### INSTRUCTIONS TO FOLLOW
Every record below must be retyped exactly, with the pictures left out.

═══ SOURCE MATERIAL

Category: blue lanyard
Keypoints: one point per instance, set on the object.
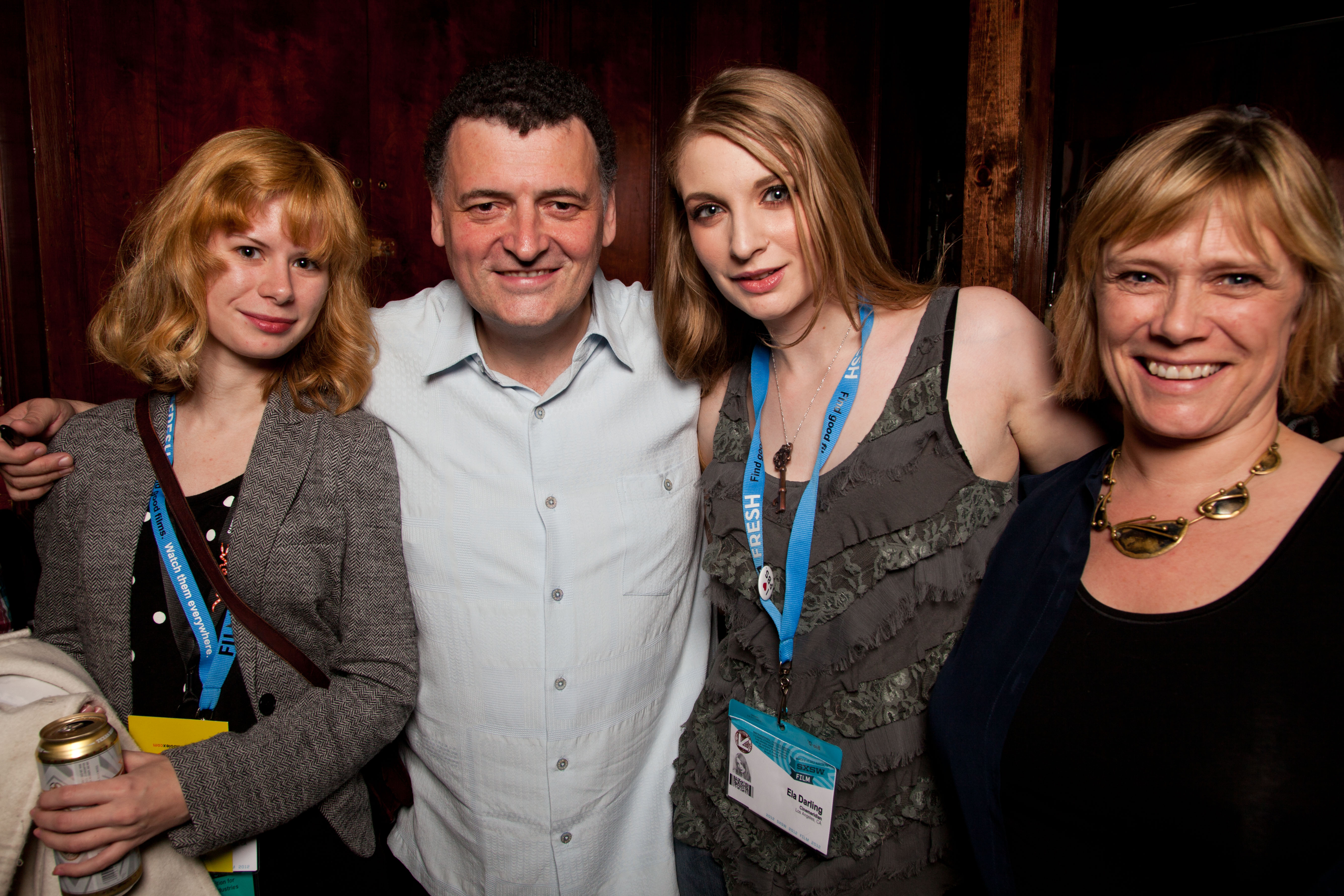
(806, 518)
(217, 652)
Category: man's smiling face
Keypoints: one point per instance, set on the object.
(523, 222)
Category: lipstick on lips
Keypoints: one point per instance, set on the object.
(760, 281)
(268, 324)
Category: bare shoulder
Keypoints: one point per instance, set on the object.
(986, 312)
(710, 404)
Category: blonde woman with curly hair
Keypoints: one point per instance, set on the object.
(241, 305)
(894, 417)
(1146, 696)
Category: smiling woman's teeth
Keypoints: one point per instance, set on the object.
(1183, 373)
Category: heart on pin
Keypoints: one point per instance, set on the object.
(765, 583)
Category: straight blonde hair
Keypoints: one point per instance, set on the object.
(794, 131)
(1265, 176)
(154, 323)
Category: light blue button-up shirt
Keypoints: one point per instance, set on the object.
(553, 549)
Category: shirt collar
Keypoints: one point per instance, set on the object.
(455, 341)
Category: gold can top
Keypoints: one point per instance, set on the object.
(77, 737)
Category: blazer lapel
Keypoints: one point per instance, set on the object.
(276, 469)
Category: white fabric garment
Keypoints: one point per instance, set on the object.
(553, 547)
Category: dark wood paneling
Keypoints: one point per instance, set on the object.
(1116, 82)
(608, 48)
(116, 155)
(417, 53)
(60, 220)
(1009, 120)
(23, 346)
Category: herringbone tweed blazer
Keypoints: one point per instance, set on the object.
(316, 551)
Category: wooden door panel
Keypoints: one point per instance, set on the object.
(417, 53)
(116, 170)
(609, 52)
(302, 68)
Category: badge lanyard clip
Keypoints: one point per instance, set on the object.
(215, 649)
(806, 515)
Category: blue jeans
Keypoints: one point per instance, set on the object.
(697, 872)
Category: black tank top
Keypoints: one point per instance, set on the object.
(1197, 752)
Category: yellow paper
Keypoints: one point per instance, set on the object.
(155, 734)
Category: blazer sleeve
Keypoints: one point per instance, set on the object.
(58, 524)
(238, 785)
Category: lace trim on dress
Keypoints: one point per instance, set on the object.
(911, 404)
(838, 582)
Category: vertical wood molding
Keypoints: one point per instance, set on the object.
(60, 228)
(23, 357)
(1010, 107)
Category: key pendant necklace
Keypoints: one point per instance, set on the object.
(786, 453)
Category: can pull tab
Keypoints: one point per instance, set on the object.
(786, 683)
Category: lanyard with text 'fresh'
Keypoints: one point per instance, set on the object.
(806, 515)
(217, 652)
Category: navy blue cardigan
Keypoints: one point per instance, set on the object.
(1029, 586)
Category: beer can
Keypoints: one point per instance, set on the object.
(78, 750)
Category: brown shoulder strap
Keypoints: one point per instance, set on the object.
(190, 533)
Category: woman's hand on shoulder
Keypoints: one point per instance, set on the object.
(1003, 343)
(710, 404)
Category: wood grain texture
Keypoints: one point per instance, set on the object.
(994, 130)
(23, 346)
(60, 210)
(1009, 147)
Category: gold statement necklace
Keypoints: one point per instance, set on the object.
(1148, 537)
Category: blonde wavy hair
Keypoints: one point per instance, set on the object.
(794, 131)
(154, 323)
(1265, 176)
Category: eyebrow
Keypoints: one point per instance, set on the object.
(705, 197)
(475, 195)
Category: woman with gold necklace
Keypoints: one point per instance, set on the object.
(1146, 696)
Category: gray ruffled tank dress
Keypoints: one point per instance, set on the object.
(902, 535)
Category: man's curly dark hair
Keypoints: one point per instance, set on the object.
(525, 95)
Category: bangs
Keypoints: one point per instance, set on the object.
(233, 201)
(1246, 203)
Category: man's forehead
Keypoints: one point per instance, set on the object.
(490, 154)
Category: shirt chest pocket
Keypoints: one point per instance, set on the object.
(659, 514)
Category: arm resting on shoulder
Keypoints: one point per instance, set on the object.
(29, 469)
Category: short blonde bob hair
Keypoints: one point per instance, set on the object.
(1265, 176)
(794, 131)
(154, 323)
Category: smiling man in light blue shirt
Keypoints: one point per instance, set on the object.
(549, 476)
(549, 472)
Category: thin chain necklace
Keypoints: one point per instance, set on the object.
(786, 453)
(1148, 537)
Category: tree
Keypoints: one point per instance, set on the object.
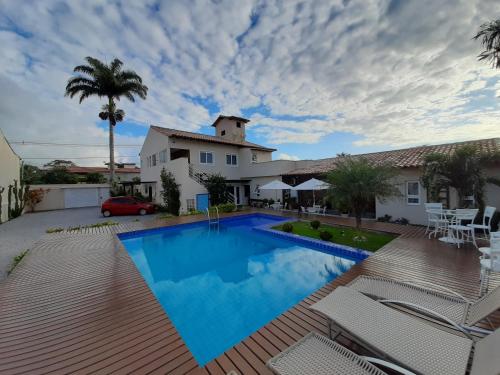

══════

### REPLY
Category: blue lanyard
Keypoints: one point per instance, set on the object.
(806, 518)
(217, 652)
Category: man's smiling face
Keypoints: one point per instance, set on the object.
(523, 222)
Category: lipstick on lips
Keypoints: one point per instance, set on the object.
(760, 281)
(268, 324)
Category: bare shoulder
Keypoints: one point per instance, set on the object.
(986, 312)
(710, 404)
Category: blonde woman with curly hair
Keypoints: one point per instance, set on the object.
(241, 305)
(894, 417)
(1146, 696)
Category: smiling woman's teeth
Keypoints: one point per instance, set on the object.
(1183, 373)
Category: heart on pin
Keypoints: one point per instance, set on the object.
(765, 583)
Category: straight blonde hair
Keypoints: one point per instance, set on the object.
(794, 131)
(1265, 176)
(154, 323)
Category: light blue button-up shirt
Keypoints: one point per instance, set on the object.
(553, 549)
Category: shirt collar
Keypoints: one point per instance, set on the object.
(455, 341)
Category: gold can top
Keypoints: one point per instance, set on the object.
(77, 737)
Category: blazer lapel
Keypoints: one point per instance, set on the object.
(276, 469)
Category: white fabric garment
Keypoints: one point per instance, set on the object.
(553, 547)
Category: dark wood paneling
Keypoints: one point per instance, set on the object.
(1116, 82)
(608, 48)
(116, 155)
(417, 53)
(60, 220)
(1009, 120)
(23, 346)
Category: herringbone tweed blazer
Keypoints: one point per instance, set on the object.
(316, 551)
Category: wooden door panel
Keypoints: one point per instance, set on the object.
(417, 53)
(116, 170)
(609, 52)
(302, 68)
Category: badge lanyard clip
Keypoints: one point per instance, set on the object.
(215, 649)
(806, 515)
Category: blue jeans
Keypoints: one point per instance, set on the object.
(697, 872)
Category: black tank top
Keypoints: one point per instance, set on the object.
(1197, 752)
Category: yellow paper
Keypoints: one point per instance, set on the object.
(155, 734)
Category: blazer sleeve
Keypoints: one point per instance, set on the object.
(58, 524)
(238, 785)
Category: lace trim on dress
Keypoints: one point per instance, set on the object.
(911, 404)
(838, 582)
Category: vertical wood molding
Keypoints: one point per instance, set on the object.
(60, 228)
(23, 357)
(1010, 107)
Category: key pendant necklace
Keypoints: one point per instance, set on the object.
(786, 453)
Category: can pull tab
Keypoints: one point per instance, set on the object.
(786, 683)
Category: lanyard with text 'fresh'
Keypoints: one point per instance, set on the object.
(806, 515)
(217, 652)
Category: navy blue cardigan
Keypoints: one point per instance, set on the object.
(1029, 586)
Category: beer can
Keypoints: one point per instance, set on the object.
(78, 750)
Category: brown shoulder strap
Keypoints: one point per instance, set on the object.
(190, 533)
Category: woman's hand on shoulder
Keypoints: one point per instance, set on the object.
(1003, 343)
(710, 404)
Category: wood grain texture
Keypoints: one point per instance, set on the object.
(994, 130)
(23, 346)
(60, 210)
(1009, 147)
Category: gold statement necklace
Keypoints: one point per instance, set on the object.
(1148, 537)
Category: blonde wavy hair
Keypoints: one point per instance, set on the object.
(794, 131)
(154, 323)
(1265, 176)
Category: eyebrow
Keypoints: one point per instance, set on the object.
(705, 197)
(475, 195)
Category: woman with gold necklace
Keypoints: one point per instance, set on the object.
(1146, 696)
Category: gray ruffled tank dress
Keypoints: one point per instance, set on the object.
(902, 535)
Category: man's curly dark hair
Keypoints: one point per instance, set on the object.
(525, 95)
Category: bangs
Keypoints: one point per instance, set on the object.
(233, 201)
(1246, 203)
Category: man's forehead
Keypoints: one point per instance, set on the object.
(490, 154)
Category: shirt chest pocket
Keypoints: one point per instance, set on the object.
(659, 514)
Category: arm resting on shoulder
Keypoints: one point per instance, set on the object.
(29, 469)
Category: short blonde bob hair
Keypoints: one point per instance, set on the object.
(1265, 176)
(794, 131)
(154, 323)
Category: smiling man in light blue shirt
Keypoints: one point per instance, set on the object.
(549, 476)
(549, 472)
Category: thin chain necklace
Keypoints: one point per instance, set on the object.
(786, 453)
(1148, 537)
Category: tree
Keypoints: one point per instance, set on the object.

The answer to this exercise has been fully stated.